Exercise materials:
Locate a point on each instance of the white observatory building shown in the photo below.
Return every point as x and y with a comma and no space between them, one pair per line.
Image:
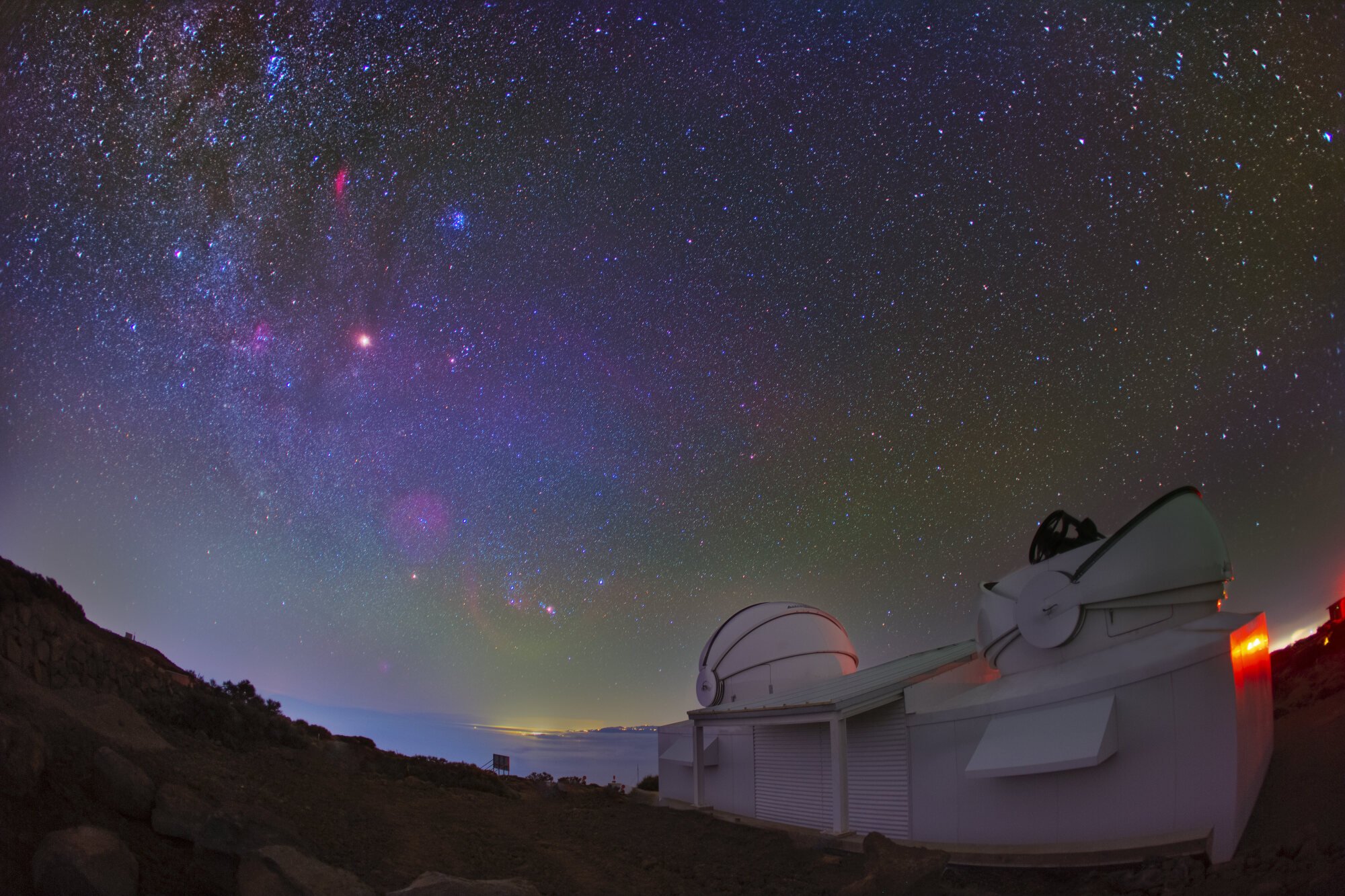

* * *

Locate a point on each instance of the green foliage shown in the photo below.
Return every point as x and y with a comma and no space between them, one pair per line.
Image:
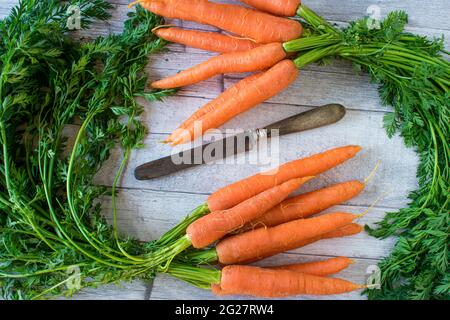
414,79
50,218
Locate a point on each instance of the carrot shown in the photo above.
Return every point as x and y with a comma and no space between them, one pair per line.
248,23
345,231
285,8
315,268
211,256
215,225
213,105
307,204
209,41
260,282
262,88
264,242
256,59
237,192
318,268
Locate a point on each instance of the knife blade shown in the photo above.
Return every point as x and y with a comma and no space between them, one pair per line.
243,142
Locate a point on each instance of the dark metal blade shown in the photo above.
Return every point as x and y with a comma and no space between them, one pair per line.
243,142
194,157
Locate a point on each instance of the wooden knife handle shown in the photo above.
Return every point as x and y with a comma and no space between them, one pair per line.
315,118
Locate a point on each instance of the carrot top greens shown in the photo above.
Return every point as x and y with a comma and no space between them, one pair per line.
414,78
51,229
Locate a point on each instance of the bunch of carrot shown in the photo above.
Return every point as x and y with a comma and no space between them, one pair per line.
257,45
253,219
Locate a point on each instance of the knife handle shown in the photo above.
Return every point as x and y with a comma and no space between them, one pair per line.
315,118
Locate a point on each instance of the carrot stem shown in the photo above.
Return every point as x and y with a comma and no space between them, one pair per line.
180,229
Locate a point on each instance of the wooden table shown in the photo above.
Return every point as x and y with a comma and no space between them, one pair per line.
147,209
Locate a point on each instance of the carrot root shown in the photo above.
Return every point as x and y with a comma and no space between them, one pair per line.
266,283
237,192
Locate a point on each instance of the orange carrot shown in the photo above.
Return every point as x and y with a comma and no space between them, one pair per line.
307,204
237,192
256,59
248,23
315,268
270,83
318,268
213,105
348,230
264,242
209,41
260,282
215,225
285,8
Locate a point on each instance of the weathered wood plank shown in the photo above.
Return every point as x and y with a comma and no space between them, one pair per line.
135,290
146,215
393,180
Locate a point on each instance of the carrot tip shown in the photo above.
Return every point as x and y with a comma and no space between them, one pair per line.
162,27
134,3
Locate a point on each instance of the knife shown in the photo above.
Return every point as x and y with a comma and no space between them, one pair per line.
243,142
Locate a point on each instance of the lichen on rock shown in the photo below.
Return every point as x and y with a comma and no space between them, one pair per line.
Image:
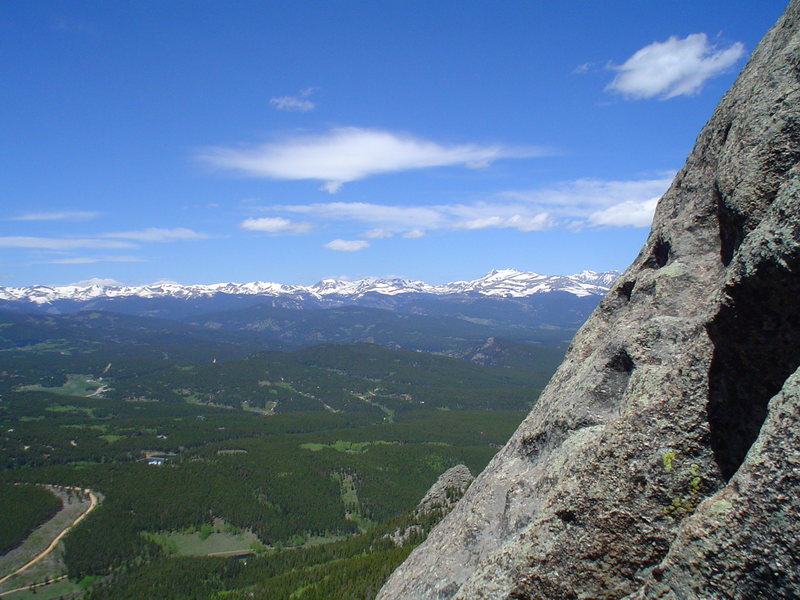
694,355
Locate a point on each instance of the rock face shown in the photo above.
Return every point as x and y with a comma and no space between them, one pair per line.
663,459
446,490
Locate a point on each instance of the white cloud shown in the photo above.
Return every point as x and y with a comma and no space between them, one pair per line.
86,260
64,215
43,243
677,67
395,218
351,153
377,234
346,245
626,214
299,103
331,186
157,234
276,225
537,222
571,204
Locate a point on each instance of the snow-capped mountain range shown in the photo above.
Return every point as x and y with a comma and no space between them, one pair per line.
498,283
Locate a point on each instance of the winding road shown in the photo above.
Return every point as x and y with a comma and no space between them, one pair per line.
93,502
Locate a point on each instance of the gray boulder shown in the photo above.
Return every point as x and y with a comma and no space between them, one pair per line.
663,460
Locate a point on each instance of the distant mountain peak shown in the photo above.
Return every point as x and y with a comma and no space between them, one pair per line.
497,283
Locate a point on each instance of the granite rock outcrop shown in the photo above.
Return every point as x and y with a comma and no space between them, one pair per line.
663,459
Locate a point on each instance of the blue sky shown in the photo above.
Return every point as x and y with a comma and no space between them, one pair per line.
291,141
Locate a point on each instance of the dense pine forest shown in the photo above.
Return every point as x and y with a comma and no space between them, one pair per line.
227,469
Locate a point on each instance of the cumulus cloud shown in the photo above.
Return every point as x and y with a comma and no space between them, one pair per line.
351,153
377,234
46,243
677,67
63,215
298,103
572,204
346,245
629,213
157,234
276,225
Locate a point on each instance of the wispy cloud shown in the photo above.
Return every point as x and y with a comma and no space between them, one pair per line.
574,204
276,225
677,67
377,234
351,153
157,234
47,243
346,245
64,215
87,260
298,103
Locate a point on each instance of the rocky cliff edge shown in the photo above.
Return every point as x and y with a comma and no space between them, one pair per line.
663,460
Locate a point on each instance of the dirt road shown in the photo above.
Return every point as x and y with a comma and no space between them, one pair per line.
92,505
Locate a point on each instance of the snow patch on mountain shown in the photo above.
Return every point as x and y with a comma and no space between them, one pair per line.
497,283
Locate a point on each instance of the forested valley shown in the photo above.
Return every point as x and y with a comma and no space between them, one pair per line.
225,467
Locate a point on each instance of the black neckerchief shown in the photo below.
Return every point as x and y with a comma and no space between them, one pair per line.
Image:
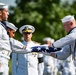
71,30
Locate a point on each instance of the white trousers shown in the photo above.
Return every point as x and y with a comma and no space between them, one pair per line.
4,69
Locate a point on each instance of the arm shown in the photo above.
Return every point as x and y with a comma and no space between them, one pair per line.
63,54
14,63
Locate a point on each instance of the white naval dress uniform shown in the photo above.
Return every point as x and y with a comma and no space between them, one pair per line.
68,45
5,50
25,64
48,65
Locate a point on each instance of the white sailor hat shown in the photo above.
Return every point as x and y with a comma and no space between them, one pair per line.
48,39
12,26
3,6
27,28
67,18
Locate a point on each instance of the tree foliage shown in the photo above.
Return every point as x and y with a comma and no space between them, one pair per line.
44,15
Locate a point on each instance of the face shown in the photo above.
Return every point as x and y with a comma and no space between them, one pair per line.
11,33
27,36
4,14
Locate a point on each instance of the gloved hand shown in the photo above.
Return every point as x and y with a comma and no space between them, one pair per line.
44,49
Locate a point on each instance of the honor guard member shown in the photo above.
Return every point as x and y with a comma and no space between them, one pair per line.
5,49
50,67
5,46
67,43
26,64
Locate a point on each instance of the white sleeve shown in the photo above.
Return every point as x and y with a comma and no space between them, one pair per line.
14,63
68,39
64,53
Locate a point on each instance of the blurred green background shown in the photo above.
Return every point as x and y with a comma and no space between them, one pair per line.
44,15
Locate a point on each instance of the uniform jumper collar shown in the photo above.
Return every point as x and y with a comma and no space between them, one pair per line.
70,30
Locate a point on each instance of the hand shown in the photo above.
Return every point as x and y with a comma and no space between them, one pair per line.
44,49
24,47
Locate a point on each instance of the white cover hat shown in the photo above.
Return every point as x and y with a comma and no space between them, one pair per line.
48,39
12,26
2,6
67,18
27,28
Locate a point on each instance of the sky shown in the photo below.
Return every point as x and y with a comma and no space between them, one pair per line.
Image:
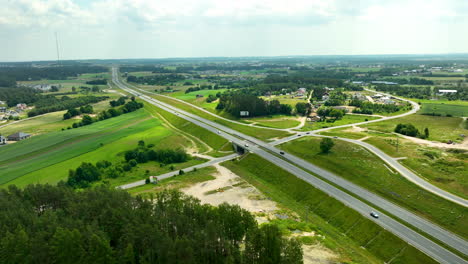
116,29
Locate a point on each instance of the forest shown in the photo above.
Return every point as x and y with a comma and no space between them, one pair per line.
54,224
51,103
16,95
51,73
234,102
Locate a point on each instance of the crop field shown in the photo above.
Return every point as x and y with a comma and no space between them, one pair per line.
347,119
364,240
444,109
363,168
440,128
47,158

The exercise:
Gather each line of the rows above that contains the word "cloud", treating uppercase and lowercase letters as different.

Solution below:
Locate a point on each instance of the white cloud shown in the photo above.
Locate a point on each instance of the cumulus cloud shown in the photo above.
Locate a point on each instance of the wispy cloud shown in the photo above.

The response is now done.